(Saved entries)
----

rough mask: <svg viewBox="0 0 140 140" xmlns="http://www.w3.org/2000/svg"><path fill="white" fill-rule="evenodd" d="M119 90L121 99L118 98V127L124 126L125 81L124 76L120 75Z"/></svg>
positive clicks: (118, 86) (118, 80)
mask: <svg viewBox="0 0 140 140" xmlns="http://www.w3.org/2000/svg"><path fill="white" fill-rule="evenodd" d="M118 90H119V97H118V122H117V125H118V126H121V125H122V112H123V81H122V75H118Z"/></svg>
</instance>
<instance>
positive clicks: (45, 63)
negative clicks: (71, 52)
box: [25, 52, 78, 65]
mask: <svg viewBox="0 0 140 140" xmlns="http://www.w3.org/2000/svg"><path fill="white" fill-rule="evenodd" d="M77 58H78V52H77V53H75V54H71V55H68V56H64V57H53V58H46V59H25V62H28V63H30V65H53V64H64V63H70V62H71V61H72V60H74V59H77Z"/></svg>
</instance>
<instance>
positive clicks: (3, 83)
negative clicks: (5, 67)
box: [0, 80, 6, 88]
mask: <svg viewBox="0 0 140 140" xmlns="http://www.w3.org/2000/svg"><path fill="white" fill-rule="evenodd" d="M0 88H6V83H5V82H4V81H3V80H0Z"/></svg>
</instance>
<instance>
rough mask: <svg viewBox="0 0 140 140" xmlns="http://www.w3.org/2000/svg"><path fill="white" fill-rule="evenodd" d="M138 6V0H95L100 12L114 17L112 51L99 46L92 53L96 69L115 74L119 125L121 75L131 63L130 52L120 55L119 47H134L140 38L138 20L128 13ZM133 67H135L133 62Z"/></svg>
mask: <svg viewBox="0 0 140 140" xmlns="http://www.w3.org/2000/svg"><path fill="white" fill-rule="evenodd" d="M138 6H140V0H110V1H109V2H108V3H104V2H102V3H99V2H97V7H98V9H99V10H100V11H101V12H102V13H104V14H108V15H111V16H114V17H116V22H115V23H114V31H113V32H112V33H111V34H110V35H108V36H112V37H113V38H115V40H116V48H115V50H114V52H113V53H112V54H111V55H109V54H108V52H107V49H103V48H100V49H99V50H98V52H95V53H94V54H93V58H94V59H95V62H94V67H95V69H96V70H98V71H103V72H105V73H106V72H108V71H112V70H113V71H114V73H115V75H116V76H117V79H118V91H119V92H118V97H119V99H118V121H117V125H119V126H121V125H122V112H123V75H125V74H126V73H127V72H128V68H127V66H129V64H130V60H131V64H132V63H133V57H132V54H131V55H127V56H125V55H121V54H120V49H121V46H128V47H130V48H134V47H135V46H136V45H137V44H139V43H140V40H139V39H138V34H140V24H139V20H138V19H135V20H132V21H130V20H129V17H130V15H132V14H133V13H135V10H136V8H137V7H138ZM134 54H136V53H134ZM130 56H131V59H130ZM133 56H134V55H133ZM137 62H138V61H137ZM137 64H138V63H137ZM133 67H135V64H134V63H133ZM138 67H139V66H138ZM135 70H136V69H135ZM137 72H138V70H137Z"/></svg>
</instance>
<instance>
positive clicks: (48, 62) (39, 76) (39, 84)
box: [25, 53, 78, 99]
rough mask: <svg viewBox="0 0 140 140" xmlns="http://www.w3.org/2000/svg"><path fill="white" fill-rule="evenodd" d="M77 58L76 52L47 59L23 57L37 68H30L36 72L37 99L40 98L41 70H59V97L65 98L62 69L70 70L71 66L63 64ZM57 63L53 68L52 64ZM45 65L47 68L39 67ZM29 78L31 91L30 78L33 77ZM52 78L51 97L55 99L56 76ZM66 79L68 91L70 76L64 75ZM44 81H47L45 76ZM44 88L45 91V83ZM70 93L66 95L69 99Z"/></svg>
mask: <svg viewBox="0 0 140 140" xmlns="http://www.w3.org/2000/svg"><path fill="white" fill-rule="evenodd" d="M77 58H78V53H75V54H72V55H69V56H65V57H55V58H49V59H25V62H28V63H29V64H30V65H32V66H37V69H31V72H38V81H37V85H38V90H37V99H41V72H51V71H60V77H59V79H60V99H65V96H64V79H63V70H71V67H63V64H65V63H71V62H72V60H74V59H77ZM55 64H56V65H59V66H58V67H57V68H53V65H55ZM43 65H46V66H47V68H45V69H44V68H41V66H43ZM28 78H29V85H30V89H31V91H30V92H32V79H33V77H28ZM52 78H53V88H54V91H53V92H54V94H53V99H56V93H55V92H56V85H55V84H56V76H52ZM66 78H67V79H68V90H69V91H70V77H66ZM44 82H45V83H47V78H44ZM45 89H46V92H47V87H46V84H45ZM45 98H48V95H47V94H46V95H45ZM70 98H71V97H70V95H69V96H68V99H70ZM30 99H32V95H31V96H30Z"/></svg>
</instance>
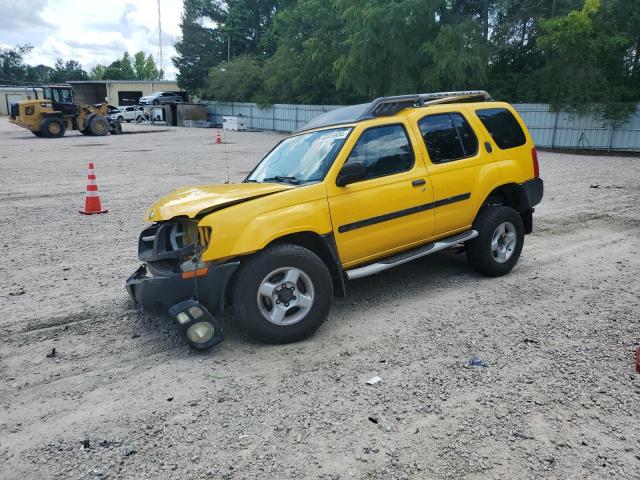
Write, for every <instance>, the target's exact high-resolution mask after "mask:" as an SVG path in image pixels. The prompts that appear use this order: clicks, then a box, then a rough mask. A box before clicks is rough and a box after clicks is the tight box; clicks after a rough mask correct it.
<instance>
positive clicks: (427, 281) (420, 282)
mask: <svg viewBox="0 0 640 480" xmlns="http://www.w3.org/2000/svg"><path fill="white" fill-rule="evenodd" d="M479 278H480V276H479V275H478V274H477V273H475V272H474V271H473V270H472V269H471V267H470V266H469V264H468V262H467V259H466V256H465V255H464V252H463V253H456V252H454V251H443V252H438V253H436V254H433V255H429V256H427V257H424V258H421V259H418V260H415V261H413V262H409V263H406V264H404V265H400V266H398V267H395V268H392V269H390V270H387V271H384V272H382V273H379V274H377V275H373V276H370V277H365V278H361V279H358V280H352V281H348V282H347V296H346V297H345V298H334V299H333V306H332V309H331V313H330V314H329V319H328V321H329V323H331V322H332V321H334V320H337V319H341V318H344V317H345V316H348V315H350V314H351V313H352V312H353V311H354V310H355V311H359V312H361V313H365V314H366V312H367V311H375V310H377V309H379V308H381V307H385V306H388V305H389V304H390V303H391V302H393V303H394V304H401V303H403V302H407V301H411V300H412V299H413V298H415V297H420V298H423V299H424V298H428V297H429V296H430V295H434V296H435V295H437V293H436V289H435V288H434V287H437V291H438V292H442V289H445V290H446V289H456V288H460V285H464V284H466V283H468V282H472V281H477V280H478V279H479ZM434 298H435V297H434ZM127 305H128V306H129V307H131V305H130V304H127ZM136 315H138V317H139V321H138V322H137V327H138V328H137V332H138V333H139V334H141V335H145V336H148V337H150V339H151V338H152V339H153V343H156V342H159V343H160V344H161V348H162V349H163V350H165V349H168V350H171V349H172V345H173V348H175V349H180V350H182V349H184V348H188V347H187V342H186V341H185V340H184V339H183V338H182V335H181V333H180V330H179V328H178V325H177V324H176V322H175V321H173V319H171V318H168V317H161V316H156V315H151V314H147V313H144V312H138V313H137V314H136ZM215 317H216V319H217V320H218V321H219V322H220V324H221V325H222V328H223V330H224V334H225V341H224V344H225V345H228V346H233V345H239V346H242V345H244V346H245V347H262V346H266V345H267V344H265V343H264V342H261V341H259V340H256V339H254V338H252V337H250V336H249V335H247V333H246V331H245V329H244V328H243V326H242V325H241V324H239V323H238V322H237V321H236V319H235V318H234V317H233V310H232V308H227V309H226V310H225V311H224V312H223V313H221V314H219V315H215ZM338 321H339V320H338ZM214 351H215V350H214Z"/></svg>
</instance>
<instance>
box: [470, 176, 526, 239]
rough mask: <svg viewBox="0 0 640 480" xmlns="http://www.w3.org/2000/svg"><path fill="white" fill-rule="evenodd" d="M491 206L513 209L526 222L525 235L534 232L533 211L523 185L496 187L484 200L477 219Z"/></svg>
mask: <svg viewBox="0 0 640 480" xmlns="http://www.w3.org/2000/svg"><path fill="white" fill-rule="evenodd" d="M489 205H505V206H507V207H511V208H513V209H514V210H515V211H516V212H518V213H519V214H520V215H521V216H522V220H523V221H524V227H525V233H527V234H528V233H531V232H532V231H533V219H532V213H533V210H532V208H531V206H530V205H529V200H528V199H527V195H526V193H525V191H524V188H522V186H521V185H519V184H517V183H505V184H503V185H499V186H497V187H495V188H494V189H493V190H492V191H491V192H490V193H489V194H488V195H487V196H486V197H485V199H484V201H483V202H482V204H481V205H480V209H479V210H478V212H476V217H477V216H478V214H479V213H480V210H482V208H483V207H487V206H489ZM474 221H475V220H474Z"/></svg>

----

▶ Problem description
Scan the records above for the string "negative", then report every line that contains it.

▶ Response area
negative clicks: (71, 52)
negative clicks: (5, 67)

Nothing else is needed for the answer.